- **PROBLEM**
Copy the data that follows, character for character, minus the pictures.

- **INFORMATION**
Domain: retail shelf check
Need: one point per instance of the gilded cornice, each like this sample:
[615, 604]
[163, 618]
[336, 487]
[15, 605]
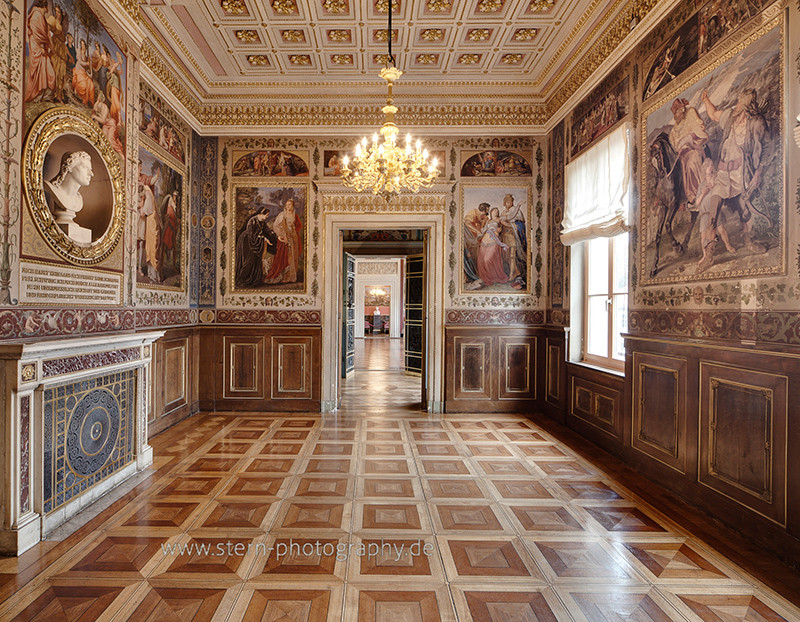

- **YOUR SOLUTION**
Domain: retail shelf check
Need: one point per instance of the gilded cornice, each like this sample:
[615, 604]
[163, 618]
[336, 487]
[15, 605]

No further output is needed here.